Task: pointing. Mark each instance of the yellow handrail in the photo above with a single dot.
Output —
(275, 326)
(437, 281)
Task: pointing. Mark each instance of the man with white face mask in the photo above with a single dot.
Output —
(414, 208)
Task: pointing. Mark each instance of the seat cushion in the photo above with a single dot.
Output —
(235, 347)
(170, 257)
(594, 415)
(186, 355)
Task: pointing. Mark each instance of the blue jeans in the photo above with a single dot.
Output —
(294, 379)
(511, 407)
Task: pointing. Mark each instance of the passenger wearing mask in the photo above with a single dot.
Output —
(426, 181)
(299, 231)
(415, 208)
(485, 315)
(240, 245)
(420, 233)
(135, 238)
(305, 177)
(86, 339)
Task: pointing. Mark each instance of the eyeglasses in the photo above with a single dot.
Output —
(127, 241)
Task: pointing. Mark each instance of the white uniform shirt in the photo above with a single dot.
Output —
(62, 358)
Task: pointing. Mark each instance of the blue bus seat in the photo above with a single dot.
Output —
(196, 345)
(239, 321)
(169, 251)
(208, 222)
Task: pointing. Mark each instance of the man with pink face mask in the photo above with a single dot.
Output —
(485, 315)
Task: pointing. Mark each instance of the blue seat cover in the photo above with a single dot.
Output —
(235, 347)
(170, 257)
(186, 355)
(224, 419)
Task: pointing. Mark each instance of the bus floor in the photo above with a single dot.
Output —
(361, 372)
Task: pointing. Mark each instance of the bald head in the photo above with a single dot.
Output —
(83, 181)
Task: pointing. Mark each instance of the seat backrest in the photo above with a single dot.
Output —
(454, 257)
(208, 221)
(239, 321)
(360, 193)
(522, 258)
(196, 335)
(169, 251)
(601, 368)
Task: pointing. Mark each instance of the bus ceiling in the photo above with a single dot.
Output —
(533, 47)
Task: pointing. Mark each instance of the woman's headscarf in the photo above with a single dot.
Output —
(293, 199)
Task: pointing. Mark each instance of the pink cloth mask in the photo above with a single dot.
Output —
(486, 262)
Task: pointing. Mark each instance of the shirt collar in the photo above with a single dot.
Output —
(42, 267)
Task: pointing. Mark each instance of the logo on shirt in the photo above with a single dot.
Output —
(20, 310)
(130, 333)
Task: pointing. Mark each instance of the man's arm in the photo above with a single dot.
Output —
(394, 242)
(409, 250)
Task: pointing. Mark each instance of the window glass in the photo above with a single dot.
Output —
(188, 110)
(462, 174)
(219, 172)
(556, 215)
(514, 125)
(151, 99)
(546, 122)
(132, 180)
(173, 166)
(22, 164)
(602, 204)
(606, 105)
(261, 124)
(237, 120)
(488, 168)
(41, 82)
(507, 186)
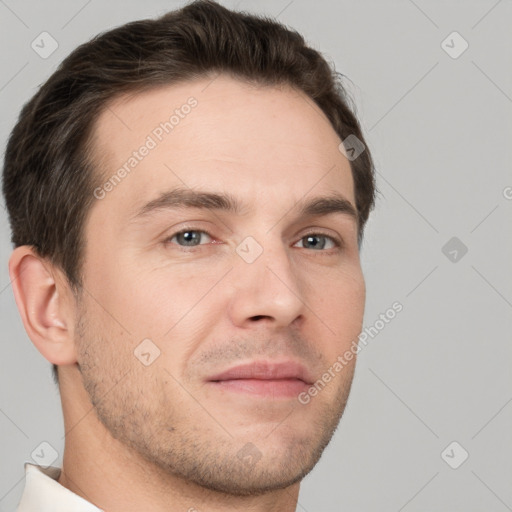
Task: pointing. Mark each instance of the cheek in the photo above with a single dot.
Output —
(340, 305)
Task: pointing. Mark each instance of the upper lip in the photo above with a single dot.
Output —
(266, 370)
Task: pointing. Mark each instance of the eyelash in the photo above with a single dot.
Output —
(338, 243)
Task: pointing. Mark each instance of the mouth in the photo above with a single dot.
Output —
(265, 379)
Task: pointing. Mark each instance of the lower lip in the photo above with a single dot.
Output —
(279, 388)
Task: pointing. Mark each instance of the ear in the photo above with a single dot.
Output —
(45, 303)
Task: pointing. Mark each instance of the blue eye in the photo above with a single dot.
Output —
(190, 237)
(312, 236)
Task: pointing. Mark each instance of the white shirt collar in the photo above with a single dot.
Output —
(42, 493)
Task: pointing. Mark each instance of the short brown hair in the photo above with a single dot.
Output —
(48, 178)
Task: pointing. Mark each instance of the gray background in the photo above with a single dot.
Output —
(440, 131)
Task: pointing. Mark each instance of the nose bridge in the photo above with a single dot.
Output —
(266, 283)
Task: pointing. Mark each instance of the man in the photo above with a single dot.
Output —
(187, 197)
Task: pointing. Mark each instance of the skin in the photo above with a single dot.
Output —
(159, 437)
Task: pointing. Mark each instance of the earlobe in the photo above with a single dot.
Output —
(44, 305)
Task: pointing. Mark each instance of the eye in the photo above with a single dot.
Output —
(312, 241)
(187, 237)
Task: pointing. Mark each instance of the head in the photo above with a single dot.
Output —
(226, 127)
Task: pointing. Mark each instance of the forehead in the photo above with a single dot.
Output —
(255, 141)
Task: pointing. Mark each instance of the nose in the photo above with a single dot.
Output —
(267, 289)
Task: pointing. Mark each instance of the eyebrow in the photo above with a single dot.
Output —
(188, 198)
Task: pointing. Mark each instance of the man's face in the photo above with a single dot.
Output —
(267, 288)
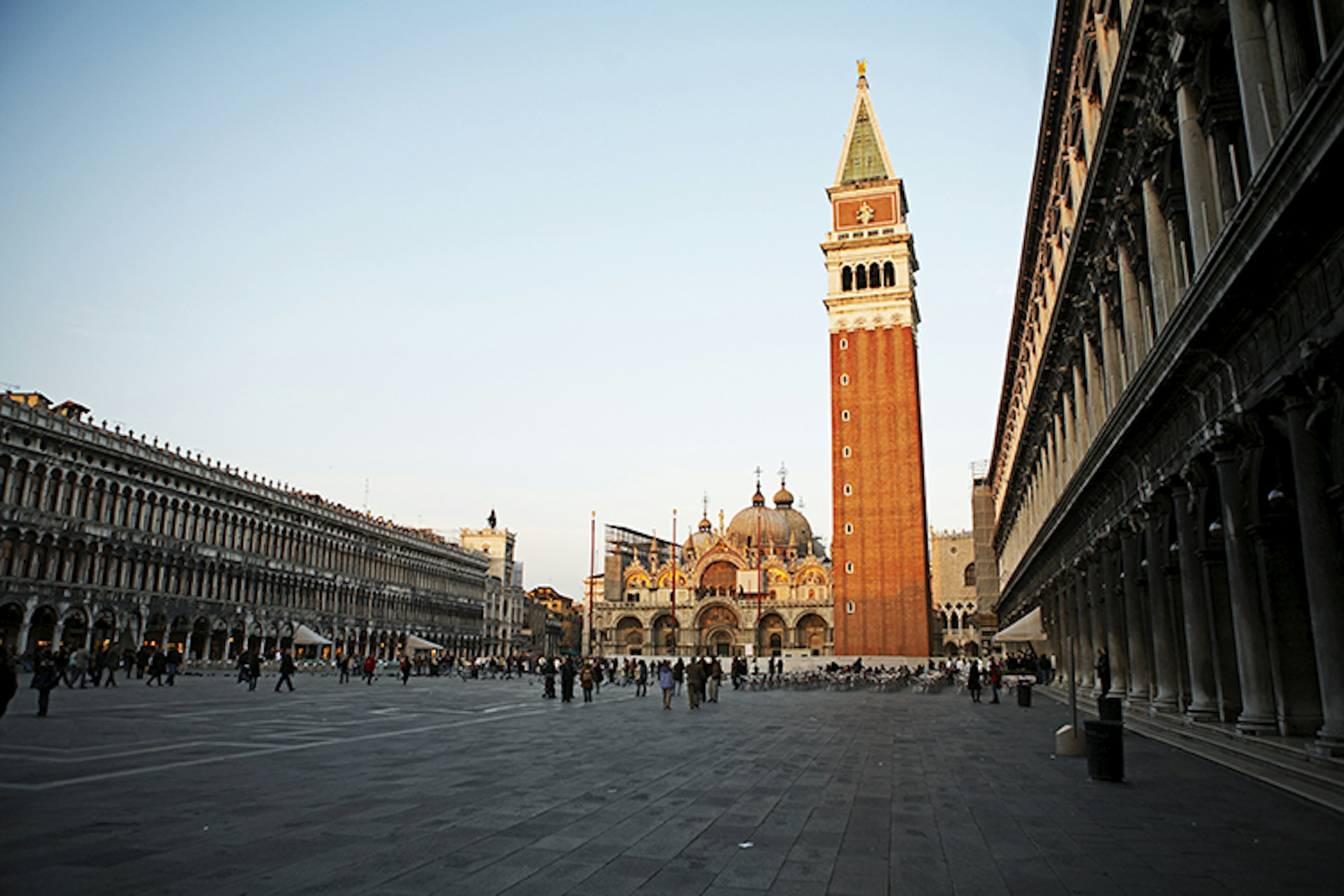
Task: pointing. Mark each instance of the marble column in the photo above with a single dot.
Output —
(1132, 315)
(1115, 616)
(1254, 80)
(1323, 559)
(1135, 612)
(1253, 665)
(1164, 635)
(1199, 647)
(1199, 183)
(1088, 641)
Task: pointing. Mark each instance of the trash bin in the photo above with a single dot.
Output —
(1105, 750)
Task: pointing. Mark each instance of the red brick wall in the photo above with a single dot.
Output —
(885, 471)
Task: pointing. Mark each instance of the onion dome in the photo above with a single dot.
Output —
(760, 522)
(800, 531)
(701, 540)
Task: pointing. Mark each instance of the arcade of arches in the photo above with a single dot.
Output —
(107, 540)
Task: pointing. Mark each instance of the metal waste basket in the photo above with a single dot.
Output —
(1105, 750)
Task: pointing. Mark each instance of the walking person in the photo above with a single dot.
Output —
(8, 680)
(568, 680)
(695, 683)
(666, 683)
(173, 662)
(45, 678)
(287, 671)
(158, 665)
(587, 680)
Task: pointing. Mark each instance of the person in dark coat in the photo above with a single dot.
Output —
(549, 678)
(287, 671)
(695, 683)
(45, 678)
(8, 680)
(158, 665)
(568, 681)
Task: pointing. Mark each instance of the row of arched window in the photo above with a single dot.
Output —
(109, 503)
(867, 276)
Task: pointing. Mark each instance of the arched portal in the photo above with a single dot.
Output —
(812, 635)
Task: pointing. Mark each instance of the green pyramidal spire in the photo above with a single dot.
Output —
(863, 162)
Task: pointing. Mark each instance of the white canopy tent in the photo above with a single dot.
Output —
(306, 636)
(1030, 628)
(416, 643)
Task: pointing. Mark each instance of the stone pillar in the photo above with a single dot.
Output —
(1088, 641)
(1111, 352)
(1254, 80)
(1132, 314)
(1199, 183)
(1253, 665)
(1083, 404)
(1097, 594)
(1115, 617)
(1135, 613)
(1164, 635)
(1323, 558)
(1199, 648)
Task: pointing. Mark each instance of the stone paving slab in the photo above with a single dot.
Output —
(448, 786)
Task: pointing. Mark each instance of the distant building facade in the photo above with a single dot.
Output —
(107, 539)
(1170, 450)
(760, 586)
(504, 596)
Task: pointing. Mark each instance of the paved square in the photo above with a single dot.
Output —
(448, 786)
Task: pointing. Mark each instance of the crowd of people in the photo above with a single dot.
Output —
(699, 678)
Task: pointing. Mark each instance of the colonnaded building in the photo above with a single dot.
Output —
(760, 586)
(1168, 467)
(111, 540)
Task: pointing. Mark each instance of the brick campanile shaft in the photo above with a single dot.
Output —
(881, 550)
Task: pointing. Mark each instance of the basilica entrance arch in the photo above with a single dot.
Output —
(717, 628)
(771, 635)
(812, 633)
(630, 636)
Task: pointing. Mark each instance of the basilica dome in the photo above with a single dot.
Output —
(800, 531)
(701, 540)
(772, 526)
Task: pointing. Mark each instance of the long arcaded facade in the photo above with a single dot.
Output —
(109, 540)
(1170, 455)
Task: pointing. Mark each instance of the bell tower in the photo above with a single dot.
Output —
(881, 554)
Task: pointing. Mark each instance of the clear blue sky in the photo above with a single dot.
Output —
(539, 257)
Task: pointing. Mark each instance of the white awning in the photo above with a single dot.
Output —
(1030, 628)
(303, 635)
(416, 643)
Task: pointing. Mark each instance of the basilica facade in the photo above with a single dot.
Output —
(758, 586)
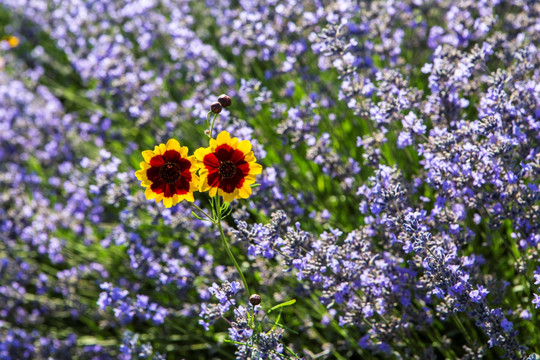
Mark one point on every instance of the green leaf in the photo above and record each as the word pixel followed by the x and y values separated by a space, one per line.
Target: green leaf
pixel 278 306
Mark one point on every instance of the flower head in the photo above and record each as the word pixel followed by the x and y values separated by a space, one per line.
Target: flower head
pixel 168 173
pixel 228 167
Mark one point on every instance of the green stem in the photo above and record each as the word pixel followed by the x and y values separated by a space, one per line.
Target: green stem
pixel 228 249
pixel 212 126
pixel 203 212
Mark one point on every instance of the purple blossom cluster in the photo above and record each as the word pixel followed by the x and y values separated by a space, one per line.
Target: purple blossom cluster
pixel 399 202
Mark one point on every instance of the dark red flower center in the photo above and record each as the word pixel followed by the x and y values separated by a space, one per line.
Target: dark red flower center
pixel 227 169
pixel 169 172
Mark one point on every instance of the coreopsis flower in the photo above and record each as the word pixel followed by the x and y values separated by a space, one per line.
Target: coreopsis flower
pixel 227 167
pixel 168 173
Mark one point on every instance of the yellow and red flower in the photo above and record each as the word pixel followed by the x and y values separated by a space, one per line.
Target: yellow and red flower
pixel 168 173
pixel 227 167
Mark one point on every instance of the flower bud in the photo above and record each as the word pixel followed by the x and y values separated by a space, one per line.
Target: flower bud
pixel 255 299
pixel 216 108
pixel 225 100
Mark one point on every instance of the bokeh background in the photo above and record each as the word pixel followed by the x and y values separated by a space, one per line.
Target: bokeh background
pixel 399 202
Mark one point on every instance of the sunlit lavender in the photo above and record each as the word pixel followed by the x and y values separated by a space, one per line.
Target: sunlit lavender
pixel 397 214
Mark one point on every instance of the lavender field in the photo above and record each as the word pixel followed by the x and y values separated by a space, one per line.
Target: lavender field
pixel 247 179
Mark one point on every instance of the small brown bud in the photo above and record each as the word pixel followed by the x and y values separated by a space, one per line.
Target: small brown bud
pixel 225 100
pixel 216 107
pixel 255 299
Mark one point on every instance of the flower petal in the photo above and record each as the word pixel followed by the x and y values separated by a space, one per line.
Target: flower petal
pixel 200 153
pixel 149 193
pixel 255 168
pixel 167 201
pixel 244 146
pixel 173 144
pixel 148 155
pixel 245 191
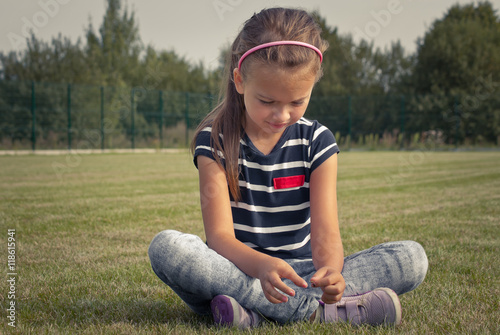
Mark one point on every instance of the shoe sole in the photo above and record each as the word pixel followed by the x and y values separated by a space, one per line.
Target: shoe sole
pixel 396 303
pixel 224 311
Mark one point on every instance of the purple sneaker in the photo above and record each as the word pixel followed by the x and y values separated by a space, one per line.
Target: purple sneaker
pixel 377 307
pixel 228 312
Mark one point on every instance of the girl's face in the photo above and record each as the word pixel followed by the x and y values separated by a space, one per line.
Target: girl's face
pixel 274 98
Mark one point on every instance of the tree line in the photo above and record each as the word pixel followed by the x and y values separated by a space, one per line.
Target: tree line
pixel 451 82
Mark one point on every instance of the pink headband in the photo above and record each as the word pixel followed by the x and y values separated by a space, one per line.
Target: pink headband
pixel 272 44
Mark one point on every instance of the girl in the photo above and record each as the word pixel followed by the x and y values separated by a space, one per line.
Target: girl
pixel 268 197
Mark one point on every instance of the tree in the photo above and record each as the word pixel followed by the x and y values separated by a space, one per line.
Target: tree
pixel 459 60
pixel 113 54
pixel 458 49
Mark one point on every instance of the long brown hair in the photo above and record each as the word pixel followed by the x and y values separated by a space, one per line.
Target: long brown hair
pixel 274 24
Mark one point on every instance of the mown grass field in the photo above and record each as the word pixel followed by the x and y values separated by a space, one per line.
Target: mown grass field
pixel 83 224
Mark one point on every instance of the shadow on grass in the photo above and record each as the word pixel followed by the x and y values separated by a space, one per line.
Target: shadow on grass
pixel 139 312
----
## [What to produce]
Copy the material word for word from the line with "Task: pointing. Mark each instance of the long" to the line with "pixel 228 167", including both of those lines. Leave out any pictures.

## [Full solution]
Task: pointing. Mark each instance of the long arcaded facade in the photo above with a single dot.
Output —
(109, 540)
(1170, 455)
Task: pointing. Mark each instance of the bell tower in the photo above with a single dot.
Output —
(881, 554)
Task: pointing. Mark each instance of the clear blue sky in the photo above with a single dot.
Output —
(539, 257)
Task: pointing. Mark each instance of the white awning in the photo above with a single dot.
Output —
(1030, 628)
(303, 635)
(416, 643)
Task: pointing. Mark each instance of the basilica facade in the photo above with a single dot.
Output —
(758, 586)
Mark one point on every instance of the green leaf in the photo above and record each as the word pixel followed by the x and y values separated by a space, one per line.
Target: green leaf
pixel 278 306
Mark one point on every instance of the flower head in the photo above and record each as the word pixel followed by the x and y values separated by a space, one per line.
Target: flower head
pixel 168 173
pixel 228 167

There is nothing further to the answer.